┌──

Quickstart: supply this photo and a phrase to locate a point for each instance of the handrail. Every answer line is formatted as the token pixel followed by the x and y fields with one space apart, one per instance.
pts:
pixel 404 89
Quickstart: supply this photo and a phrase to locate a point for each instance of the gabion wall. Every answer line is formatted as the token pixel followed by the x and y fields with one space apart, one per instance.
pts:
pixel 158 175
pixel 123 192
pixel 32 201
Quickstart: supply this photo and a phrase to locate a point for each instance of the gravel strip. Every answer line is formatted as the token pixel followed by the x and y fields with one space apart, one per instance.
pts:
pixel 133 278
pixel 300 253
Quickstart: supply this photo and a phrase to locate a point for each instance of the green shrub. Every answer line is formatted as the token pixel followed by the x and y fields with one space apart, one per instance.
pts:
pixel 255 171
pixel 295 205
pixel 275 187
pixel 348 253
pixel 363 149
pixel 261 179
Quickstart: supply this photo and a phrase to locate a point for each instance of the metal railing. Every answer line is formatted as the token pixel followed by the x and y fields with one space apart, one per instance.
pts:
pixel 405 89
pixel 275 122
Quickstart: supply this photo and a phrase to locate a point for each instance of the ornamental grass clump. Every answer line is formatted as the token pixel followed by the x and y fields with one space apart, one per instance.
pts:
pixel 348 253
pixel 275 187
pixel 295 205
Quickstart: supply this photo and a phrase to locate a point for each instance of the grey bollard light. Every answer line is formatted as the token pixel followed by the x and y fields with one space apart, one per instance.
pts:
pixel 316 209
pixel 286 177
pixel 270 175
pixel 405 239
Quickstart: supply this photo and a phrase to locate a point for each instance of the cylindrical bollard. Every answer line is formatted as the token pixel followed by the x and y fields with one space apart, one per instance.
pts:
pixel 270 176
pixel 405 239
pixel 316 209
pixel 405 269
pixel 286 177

└──

**Job:**
Copy all of the material above word for word, keeping every line in its original order.

**Task solution:**
Quickstart: supply this photo and a phrase to locate a point for each instance of the handrail. Every answer line is formatted as the token pixel followed by the x and y fields with one space apart, one per instance.
pts:
pixel 404 89
Quickstart: supply this photo and a phrase to locate a point for each instance of the gabion wall. Every answer line is formatted as the token pixel followed by the x and y fields with one space apart, one per instance.
pts:
pixel 158 175
pixel 123 192
pixel 32 201
Quickstart: supply this photo and a phrase to locate a point for each instance of the gravel strip. Every answer line is formatted as the token pixel followed by the x and y fields with one space apart, one per instance.
pts:
pixel 133 278
pixel 300 253
Quickstart: supply this photo and a phrase to locate a point for each instance of the green shrub. Every answer line is formatted as the token pixel followed by the x and y fields with one space apart, one per instance.
pts:
pixel 255 171
pixel 295 205
pixel 275 187
pixel 348 253
pixel 363 149
pixel 261 179
Quickstart: supply this photo and a phrase to locate a point for each instance of the metal railing. Every answer line is formatted as the token pixel followed by the x and y fields with one space apart, one per instance.
pts:
pixel 405 89
pixel 275 122
Quickstart: supply this photo and a phrase to locate a point for each instance of the ornamental grass clump. Every answer line is formatted as the token pixel followed by the x and y fields with one space apart, one per instance.
pts:
pixel 348 253
pixel 275 187
pixel 295 205
Quickstart: supply this photo and a phrase to locate a point for each instance of the grey bollard light. Every answer line is formatted as the token pixel followed by the x and y fields with one space apart, one per instance.
pts:
pixel 316 209
pixel 286 177
pixel 270 175
pixel 405 239
Quickstart: supply this photo and a phrase to locate a point for each instance of the cylindrical bollard. Every answer line is formatted as the token pixel followed by the x and y fields with one space apart, one per instance.
pts:
pixel 270 176
pixel 405 239
pixel 316 209
pixel 405 269
pixel 286 177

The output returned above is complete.